(Raw records)

start

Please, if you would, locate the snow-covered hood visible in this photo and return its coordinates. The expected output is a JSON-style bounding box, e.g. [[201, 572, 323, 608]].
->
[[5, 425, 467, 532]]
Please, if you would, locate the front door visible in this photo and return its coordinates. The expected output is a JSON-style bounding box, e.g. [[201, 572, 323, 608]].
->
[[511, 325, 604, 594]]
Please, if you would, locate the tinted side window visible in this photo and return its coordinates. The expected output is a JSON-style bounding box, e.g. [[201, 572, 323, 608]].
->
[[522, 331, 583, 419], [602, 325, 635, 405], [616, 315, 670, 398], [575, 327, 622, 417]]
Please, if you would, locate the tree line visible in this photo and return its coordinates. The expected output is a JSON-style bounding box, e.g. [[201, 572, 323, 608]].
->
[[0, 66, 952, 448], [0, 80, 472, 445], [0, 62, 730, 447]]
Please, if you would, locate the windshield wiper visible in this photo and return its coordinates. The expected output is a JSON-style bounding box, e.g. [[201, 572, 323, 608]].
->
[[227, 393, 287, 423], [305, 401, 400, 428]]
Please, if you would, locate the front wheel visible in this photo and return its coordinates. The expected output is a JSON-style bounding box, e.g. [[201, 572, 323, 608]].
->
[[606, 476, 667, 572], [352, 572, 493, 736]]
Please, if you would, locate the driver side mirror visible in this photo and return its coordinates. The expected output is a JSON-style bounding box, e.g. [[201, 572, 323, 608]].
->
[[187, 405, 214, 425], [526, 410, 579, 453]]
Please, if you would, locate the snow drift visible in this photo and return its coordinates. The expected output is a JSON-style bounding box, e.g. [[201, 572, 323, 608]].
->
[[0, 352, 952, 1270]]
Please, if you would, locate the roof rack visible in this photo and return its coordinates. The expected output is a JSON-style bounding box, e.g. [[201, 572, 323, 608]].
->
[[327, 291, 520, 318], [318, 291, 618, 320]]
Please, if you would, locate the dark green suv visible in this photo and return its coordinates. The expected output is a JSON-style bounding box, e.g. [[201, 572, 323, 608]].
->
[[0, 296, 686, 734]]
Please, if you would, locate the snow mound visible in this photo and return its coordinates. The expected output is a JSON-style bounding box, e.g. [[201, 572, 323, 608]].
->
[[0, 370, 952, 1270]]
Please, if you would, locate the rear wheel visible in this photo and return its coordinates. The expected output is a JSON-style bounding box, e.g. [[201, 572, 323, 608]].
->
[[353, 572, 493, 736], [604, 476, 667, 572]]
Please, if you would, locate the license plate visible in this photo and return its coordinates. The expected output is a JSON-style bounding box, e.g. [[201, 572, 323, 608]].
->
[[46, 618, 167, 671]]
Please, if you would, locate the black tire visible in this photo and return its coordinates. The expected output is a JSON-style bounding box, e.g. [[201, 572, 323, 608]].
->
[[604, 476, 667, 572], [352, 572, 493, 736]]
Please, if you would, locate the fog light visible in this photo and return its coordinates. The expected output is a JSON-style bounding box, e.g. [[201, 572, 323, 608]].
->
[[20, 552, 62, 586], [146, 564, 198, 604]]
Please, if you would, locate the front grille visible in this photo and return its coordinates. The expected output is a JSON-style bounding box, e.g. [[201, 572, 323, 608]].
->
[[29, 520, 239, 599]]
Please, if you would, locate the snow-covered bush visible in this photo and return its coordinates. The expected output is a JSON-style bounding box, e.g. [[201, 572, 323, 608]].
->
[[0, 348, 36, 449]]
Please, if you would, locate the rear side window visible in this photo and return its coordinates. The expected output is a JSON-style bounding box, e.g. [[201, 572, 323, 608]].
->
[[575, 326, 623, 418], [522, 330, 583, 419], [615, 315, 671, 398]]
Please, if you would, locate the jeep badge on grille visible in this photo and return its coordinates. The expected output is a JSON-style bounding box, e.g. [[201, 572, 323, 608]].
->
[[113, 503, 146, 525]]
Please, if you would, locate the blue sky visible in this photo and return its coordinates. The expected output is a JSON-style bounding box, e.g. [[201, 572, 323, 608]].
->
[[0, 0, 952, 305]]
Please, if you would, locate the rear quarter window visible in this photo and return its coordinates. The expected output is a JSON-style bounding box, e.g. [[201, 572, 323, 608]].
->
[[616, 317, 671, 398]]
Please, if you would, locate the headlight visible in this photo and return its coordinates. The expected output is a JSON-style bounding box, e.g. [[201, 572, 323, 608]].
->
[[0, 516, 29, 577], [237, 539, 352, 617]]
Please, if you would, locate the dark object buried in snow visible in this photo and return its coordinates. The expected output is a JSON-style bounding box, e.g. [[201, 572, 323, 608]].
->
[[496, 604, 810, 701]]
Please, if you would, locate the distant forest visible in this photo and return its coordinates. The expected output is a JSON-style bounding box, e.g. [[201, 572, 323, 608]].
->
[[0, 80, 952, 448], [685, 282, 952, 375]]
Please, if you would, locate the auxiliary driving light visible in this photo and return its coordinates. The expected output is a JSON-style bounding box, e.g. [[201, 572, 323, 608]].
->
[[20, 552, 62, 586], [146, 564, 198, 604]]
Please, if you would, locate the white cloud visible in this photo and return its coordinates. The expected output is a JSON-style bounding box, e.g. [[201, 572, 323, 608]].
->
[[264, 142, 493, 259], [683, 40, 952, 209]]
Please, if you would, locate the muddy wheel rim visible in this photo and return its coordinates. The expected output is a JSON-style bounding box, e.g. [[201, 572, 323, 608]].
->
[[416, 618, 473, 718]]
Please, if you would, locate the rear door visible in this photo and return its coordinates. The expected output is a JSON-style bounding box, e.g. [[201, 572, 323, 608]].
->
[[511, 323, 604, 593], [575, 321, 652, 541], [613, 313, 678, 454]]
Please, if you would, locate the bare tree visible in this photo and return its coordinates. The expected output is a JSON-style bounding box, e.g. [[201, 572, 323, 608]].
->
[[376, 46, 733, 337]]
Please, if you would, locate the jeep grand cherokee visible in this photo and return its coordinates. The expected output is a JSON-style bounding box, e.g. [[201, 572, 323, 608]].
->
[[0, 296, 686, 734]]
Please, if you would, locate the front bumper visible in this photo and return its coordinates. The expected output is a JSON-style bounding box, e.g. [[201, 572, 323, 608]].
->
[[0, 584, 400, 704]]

end

Task requirements
Please render every one of the rows above as a Markdown table with the columns No and Line, giving each line its number and skipping blank lines.

Response to this exercise
| No | Line |
|---|---|
| 1 | Please, if you would, locate the snow-covered hood visible in this photo and return its coordinates. The expected output is a JSON-style bounding box, e.g. [[201, 572, 323, 608]]. |
| 2 | -> |
| 3 | [[5, 425, 467, 532]] |
| 4 | Please, if you would, locate the front door visible in this photo and return its coordinates. The expected output is a JSON-style bounding box, e.g. [[201, 572, 323, 608]]. |
| 5 | -> |
| 6 | [[511, 325, 604, 594]] |
| 7 | Please, if you would, locate the tinted side window visible in this photo and return its coordinates. The expected output is a JSON-style bounding box, e.g. [[201, 572, 323, 608]]. |
| 8 | -> |
| 9 | [[522, 331, 583, 419], [602, 325, 635, 405], [616, 315, 670, 398], [575, 327, 622, 417]] |
| 10 | Please, if you would, locate the tree line visible in this photo and return its coordinates. The expected output is a JSON-style bounding box, e.g. [[201, 572, 323, 608]]. |
| 11 | -> |
| 12 | [[0, 66, 952, 448], [0, 80, 472, 445], [0, 62, 730, 447]] |
| 13 | Please, if you would, locate the windshield wiper visible in this photo and return its coordinates. The expected output is a JSON-style bounding box, e.g. [[201, 572, 323, 608]]. |
| 14 | -> |
| 15 | [[227, 393, 287, 423], [305, 401, 400, 428]] |
| 16 | Please, if you would, locate the front wheel visible in this photo and return its coordinates. The expected output is a JSON-style bounding box, e.g. [[201, 572, 323, 608]]. |
| 17 | -> |
| 18 | [[606, 476, 667, 572], [352, 572, 493, 736]] |
| 19 | Please, if you would, locate the driver side mirror visible in this photo and return its coordinates. The expected output is a JSON-style bounding box, e.g. [[201, 572, 323, 608]]. |
| 20 | -> |
| 21 | [[187, 405, 214, 425], [526, 410, 579, 453]] |
| 22 | Please, if you would, locate the snow drift visible in this photo and return its coordinates. The expected output is a JSON-style bounding box, e.g. [[201, 572, 323, 608]]. |
| 23 | -> |
| 24 | [[0, 352, 952, 1270]] |
| 25 | Please, if you would, locate the roof rack visible in this photo and return its coordinates. The expected output is a JSON-style bounding box, e.g. [[201, 572, 323, 608]]. |
| 26 | -> |
| 27 | [[327, 291, 520, 318], [318, 291, 618, 320]] |
| 28 | Please, if you would, locate the dark green suv visible in this photo and return its coordinates. The expected output is a JSON-style bounding box, e.g. [[201, 572, 323, 608]]. |
| 29 | -> |
| 30 | [[0, 296, 686, 734]] |
| 31 | Please, if you would, locate the snow mound visible in this photo and return its coordinates. The expected output is a JSON-style bounding box, e.g. [[201, 572, 323, 608]]. |
| 32 | -> |
| 33 | [[0, 370, 952, 1270]] |
| 34 | Please, if you would, locate the rear wheel visible in this photo and return its coordinates. The expected output is a JSON-style bounding box, e.g. [[201, 572, 323, 608]]. |
| 35 | -> |
| 36 | [[353, 572, 493, 736], [604, 476, 667, 572]] |
| 37 | Please, if you would, locate the license plate visible in this photo and return its coordinates. The expected output is a JSON-style bounding box, e.g. [[201, 572, 323, 608]]. |
| 38 | -> |
| 39 | [[46, 618, 167, 671]] |
| 40 | Please, if you would, locate the black tire visible in this photo and return its coordinates. The expected output is a JSON-style bounding box, e.g. [[201, 572, 323, 608]]. |
| 41 | -> |
| 42 | [[604, 476, 667, 572], [352, 572, 493, 736]] |
| 43 | Please, if you would, locate the fog light visible in this photo and return its coordinates. The expected output is a JSON-style bounding box, e.g. [[201, 572, 323, 608]]. |
| 44 | -> |
| 45 | [[20, 552, 62, 586], [146, 564, 198, 604]] |
| 46 | Please, if you would, locate the front grille visible in this photo and return its coordinates. The expected output is a JSON-style bounding box, e.g. [[201, 572, 323, 608]]. |
| 47 | -> |
| 48 | [[29, 520, 239, 599]] |
| 49 | Please, if you would, locate the snow-covered bush visible in this photo and return its coordinates. The expected output is a JSON-style bounding box, e.g. [[201, 572, 323, 608]]. |
| 50 | -> |
| 51 | [[0, 348, 36, 449]] |
| 52 | Please, if you would, locate the rear side window visible in this photo and return its coordinates. The expected output is a JSON-style bounding box, e.g. [[201, 572, 323, 608]]. |
| 53 | -> |
| 54 | [[575, 326, 623, 418], [522, 330, 583, 419], [615, 315, 671, 398]] |
| 55 | Please, if you would, locate the jeep badge on grille visible in this photo and return its coordinates. The expected output is a JSON-style bounding box, e.g. [[201, 572, 323, 608]]. |
| 56 | -> |
| 57 | [[113, 503, 146, 525]] |
| 58 | Please, if you would, locate the blue sky visible in this photo and return its coordinates. The expected output is a JSON-style bounding box, e.g. [[201, 572, 323, 608]]. |
| 59 | -> |
| 60 | [[0, 0, 952, 305]] |
| 61 | Please, if you would, locate the rear quarter window visible in this photo and return its coordinates. The expected output is a JSON-style bounding box, e.g. [[201, 572, 323, 608]]. |
| 62 | -> |
| 63 | [[616, 317, 671, 398]] |
| 64 | Please, if you would, locate the headlight visible in this photo and return its coordinates. The expected output is a JSON-style bounding box, e.g. [[201, 572, 323, 608]]. |
| 65 | -> |
| 66 | [[0, 516, 29, 577], [237, 539, 352, 617]] |
| 67 | Please, if you would, locate the dark object buried in snow visible in this photo and return its coordinates. The expected output is a JSON-style bounding box, e.g. [[201, 572, 323, 608]]. |
| 68 | -> |
| 69 | [[496, 604, 810, 701]] |
| 70 | Please, if you would, locate the distant forest visible in this photo and return its coordinates. The expected output is a JSON-style bounding box, e.g. [[201, 572, 323, 608]]. |
| 71 | -> |
| 72 | [[0, 80, 952, 448], [685, 282, 952, 375]] |
| 73 | Please, if you would, locate the auxiliary driving light visible in this photo and return its coordinates. The expected output is a JSON-style bounding box, e.g. [[201, 572, 323, 608]]. |
| 74 | -> |
| 75 | [[20, 552, 62, 586], [146, 564, 198, 604]] |
| 76 | Please, if you would, locate the white cloud visible in this photo and return its coordinates. The expected output is a JSON-style bounding box, e.g. [[201, 572, 323, 608]]. |
| 77 | -> |
| 78 | [[264, 142, 493, 259], [683, 40, 952, 209]] |
| 79 | Please, if you would, locate the muddy wheel rim visible in this photo and return its coordinates. The expected output is a JSON-style bounding box, e.g. [[201, 572, 323, 608]]. |
| 80 | -> |
| 81 | [[416, 618, 473, 718]] |
| 82 | Please, if you would, locate the rear door visible in this photo and return its coordinates. The expected output is a JSON-style bounding box, e.g. [[201, 572, 323, 608]]. |
| 83 | -> |
| 84 | [[511, 323, 604, 593], [575, 321, 652, 541], [613, 313, 678, 454]] |
| 85 | Please, if you would, locate the bare tree visible in this photo and return its coordinates. The expected output is a JSON-style bounding box, e.g. [[201, 572, 323, 608]]. |
| 86 | -> |
| 87 | [[376, 46, 733, 337]] |
| 88 | Please, if you would, locate the jeep grand cherokee visible in this photo and return its coordinates. The expected output is a JSON-style bounding box, e.g. [[201, 572, 323, 608]]. |
| 89 | -> |
| 90 | [[0, 296, 686, 734]] |
| 91 | Please, if you would, locate the front bumper visible in this photo and return its coordinates. The expected output is a JSON-style bounding box, e.g. [[201, 572, 323, 608]]. |
| 92 | -> |
| 93 | [[0, 584, 400, 704]] |